--- start THE INPUT ---
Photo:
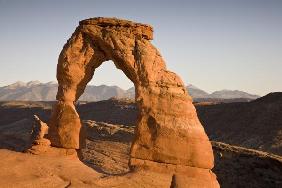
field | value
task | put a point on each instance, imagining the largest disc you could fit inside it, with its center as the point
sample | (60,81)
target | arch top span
(138,29)
(168,130)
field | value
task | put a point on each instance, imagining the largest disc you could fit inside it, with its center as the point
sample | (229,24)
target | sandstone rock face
(168,130)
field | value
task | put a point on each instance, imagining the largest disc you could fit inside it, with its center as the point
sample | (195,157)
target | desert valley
(140,94)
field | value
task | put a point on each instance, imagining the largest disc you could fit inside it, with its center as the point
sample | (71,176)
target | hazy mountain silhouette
(37,91)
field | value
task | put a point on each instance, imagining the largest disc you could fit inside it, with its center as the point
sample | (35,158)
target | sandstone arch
(168,130)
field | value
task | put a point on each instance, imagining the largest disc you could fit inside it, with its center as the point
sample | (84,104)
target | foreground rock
(169,136)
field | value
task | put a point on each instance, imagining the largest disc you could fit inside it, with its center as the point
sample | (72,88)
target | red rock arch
(168,130)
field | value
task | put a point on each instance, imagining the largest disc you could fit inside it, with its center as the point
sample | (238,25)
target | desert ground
(240,160)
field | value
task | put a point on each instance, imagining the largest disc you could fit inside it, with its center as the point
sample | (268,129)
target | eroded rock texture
(168,134)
--- end THE INPUT ---
* SET PROBLEM
Set the data above down again exactly as given, with no pictures.

* EXERCISE ANSWER
Photo:
field | value
task | put a point on each instance, imagining the largest disc you could fit inside it, with its center as the point
sample | (60,81)
target | arch top span
(138,29)
(168,130)
field | value
task | put a point on each instance, imagining the largest disc you could fit inside it, with its center as the point
sample | (229,24)
target | sandstone rock face
(168,130)
field | value
task | put a point on each instance, imagining the largest disc you could fit inside it, with its center as the point
sample | (195,157)
target | desert valley
(140,94)
field | value
task | put a point on each instance, imagining the largest disc you could fit inside it, with its center as the point
sample | (71,176)
target | hazy mountain silhouette
(37,91)
field | value
task | put a point on each instance, imagining the largest disc you could fit inside it, with its center as the point
sample | (35,158)
target | sandstone arch
(168,130)
field | value
task | put a point on each instance, imagining the largest disc you could fit inside it, with its center as the point
sample | (84,104)
target | foreground rock
(169,136)
field | value
task | put a point on each instance, imagining the largest disc you could fit inside it, with its center as the point
sample | (72,88)
target | red rock arch
(168,130)
field | value
task | put a point on each instance, imagining the largest disc you could fit inside it, with its center as the point
sample | (238,25)
target | desert ground
(240,160)
field | value
task | put a point on each instance, imagining the largest disc you could fit inside it, with its center as the point
sample | (268,129)
target | eroded rock texture
(168,134)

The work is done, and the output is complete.